Retype each entry below exactly. Do not carry any image over.

===== RECORDS FOR THE EXERCISE

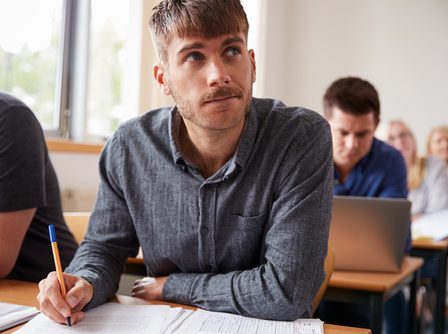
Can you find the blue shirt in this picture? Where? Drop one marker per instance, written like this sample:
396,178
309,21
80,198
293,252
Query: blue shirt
381,173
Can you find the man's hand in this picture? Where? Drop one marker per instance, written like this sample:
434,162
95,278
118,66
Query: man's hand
149,288
79,293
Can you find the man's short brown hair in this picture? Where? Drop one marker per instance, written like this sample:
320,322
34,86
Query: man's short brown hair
353,96
208,18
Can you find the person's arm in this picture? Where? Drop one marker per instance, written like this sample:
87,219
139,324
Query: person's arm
13,227
102,256
293,249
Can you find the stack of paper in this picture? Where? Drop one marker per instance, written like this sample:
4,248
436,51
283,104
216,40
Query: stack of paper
135,319
12,315
434,226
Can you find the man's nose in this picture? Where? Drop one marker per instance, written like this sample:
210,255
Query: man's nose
351,142
218,74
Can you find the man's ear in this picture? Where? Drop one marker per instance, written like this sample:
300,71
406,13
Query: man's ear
159,75
253,65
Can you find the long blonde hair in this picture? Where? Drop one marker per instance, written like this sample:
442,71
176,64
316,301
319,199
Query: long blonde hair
442,129
417,165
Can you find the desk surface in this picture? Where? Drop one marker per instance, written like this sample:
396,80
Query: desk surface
372,281
428,243
24,293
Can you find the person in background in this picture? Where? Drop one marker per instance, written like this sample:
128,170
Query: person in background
229,196
438,143
363,166
427,176
29,197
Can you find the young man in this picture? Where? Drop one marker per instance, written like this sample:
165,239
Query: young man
363,166
228,196
29,197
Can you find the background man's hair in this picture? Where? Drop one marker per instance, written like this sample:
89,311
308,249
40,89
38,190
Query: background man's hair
208,18
352,95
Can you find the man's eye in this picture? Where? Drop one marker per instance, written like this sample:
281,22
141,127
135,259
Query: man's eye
192,57
233,51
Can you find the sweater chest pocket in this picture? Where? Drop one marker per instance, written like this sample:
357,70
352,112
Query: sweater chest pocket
242,240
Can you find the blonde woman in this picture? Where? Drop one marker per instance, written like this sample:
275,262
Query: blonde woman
438,143
427,176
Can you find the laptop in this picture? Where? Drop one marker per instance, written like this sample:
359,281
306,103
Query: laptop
369,234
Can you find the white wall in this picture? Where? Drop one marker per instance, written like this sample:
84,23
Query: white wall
400,46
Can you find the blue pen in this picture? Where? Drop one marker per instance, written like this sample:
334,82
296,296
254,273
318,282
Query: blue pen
57,263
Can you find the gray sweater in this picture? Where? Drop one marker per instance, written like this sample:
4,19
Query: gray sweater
432,194
251,239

==========

RESPONSE:
Can you find the blue shirt in this picture? Where? Drop one marker per instance, written like this sample:
396,178
309,21
80,198
293,252
Query: blue shirt
381,173
Can you find the man's hand in this picture? Where? Drop one marker per instance, written like this sample:
434,162
95,278
118,66
Query: man's hand
149,288
79,293
Can you find the man's short brown hair in this picture? Where? Drop one marker per instance, written like this sample:
320,322
34,86
Query: man's short brown hair
353,96
208,18
Can you find the person's arm in this picture? Where? Drop one marker per instance, written like this sample:
87,219
139,324
Query: person's arm
13,227
102,256
293,249
Can you find the stack of paper in this picture? Where? Drop one marker per instance, written like this sample:
4,248
436,51
283,104
216,40
Query: stack of paper
135,319
12,315
434,226
Can you find the man's nose in this picture? Where? Drop one marker per instance, written like this sample:
210,255
Query: man's nose
351,142
218,74
Can you find the man's ear in this picture? Where? Drop one marker per instance, written like this sample:
300,71
406,13
Query: man's ear
159,75
253,65
Can you find the long blonde hair in this picture? Where? Drop one marker per instance, written like this sample:
442,71
176,64
316,301
319,199
Query: long blonde hair
442,129
417,165
Can you find the desk surface in this picture? Where? Drop one marker per instance, written like this sample:
396,80
Query: desk surface
372,281
428,243
24,293
Can you find the person in background in this picture? Where? Drop one marker per instance, written like this sample:
128,170
Query: person in background
229,196
438,143
363,166
427,176
29,197
Can you find the young man in this picture? Where? Drop one marker per instance, written like this sample:
165,239
Query: young man
363,166
228,196
29,197
Can you find the background man's hair in this picture? Where? Drop one marker per instance, written like this sample:
89,311
308,249
40,89
38,190
Query: background man's hair
208,18
352,95
Can you find the man's eye in this picture? Where? Drop one marker per instance, written like this sample:
281,22
141,127
135,259
Query: man's eye
192,57
233,51
Can you find the sweater chest pocket in this picture? Where? Drop one marker per instance, written like this sample:
357,70
352,112
Query: sweater chest pocket
242,240
Can you find the blonde woman in this picture? Where? Drop one marker per instance, written like this sample:
275,262
Query: blonde woman
438,143
427,176
Can you find the laptop in this picture? Where? Drop one marker per instance, written like this sample:
359,281
306,103
Query: laptop
369,234
Can you find the white wall in this picture? Where? Drop one marker per instance, written like this sample:
84,23
Query: white wall
400,46
Can you find the blue pen in this picture? Where? Drop one marker per instance, written like this sample:
334,82
296,296
254,273
318,282
Query: blue pen
57,263
Can you find the gray sweater in this picture? Where? Drop one marker per instance, written like this sample:
4,19
Query: gray sweater
432,194
251,239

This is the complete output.